** Start Information supplied **

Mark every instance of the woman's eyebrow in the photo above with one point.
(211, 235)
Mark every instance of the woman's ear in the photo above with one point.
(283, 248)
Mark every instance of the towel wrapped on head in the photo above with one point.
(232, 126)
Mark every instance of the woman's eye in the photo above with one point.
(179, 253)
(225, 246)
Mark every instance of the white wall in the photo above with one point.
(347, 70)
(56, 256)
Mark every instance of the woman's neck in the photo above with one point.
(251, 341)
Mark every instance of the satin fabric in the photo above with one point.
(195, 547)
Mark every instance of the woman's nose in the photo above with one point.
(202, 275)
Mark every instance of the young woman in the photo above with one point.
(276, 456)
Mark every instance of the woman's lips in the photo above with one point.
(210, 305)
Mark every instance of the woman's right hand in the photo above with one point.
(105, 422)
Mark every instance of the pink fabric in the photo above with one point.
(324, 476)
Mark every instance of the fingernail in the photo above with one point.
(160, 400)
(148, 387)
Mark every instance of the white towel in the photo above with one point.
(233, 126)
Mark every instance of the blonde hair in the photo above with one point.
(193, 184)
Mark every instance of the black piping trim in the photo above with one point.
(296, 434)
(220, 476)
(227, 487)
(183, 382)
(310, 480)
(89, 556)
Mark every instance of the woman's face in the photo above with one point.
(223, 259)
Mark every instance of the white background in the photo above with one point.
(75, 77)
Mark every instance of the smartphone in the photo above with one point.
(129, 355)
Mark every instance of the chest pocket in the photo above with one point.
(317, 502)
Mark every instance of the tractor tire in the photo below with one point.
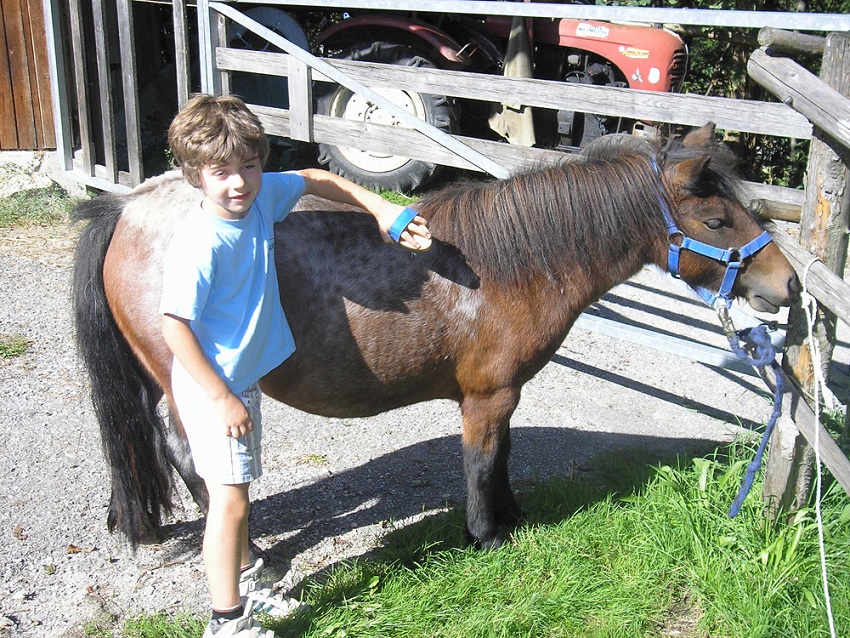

** End Information supplied **

• [Requirements]:
Copy out all of the material above word for word, from the first line to the last, and leave out the pictures.

• [Result below]:
Mark every instance of the woman's eyebrow in the photo above with one point.
(211, 235)
Mark every instance of the woman's ear in the photo above with one point.
(283, 248)
Mark every instance of the towel wrapped on head in the photo above with one point.
(232, 126)
Mark every instance of the woman's eye in the photo above with one point.
(179, 253)
(225, 246)
Mark every instance of the white wall in the photo above with one point.
(347, 70)
(56, 256)
Mark every instance of the woman's neck in the photo above with one point.
(251, 341)
Mark every instance of the satin fabric in the photo above with one point.
(195, 547)
Mark every instance of the woman's nose in the photo above with one point.
(202, 275)
Mark every instance of the young woman in the photo above with one point.
(276, 456)
Mark every instance of the woman's lips in the photo above with one point.
(210, 305)
Mark every instance of the woman's right hand in the photo above with one point.
(105, 422)
Mark every instance of the pink fabric in the photo above with one point.
(324, 476)
Mark every instance of the fingernail in the photo above with one point.
(160, 400)
(148, 387)
Mark every instance of the white towel in the photo above with one point.
(233, 126)
Mark every instance of the blonde hair in the photo above with one point.
(193, 184)
Mark every instance of the black piping trim in the photo above with one point.
(296, 434)
(220, 476)
(227, 487)
(183, 382)
(310, 480)
(89, 556)
Mark every instance of the woman's face in the photo above with one point.
(223, 259)
Mark every instance of the white background in the photo above with one point.
(75, 77)
Mark every instance of the smartphone in the photo above with one point.
(129, 355)
Mark every instance of the chest pocket in the photo above with one point.
(317, 502)
Mark every instance of the tractor tire in the photo below with one point.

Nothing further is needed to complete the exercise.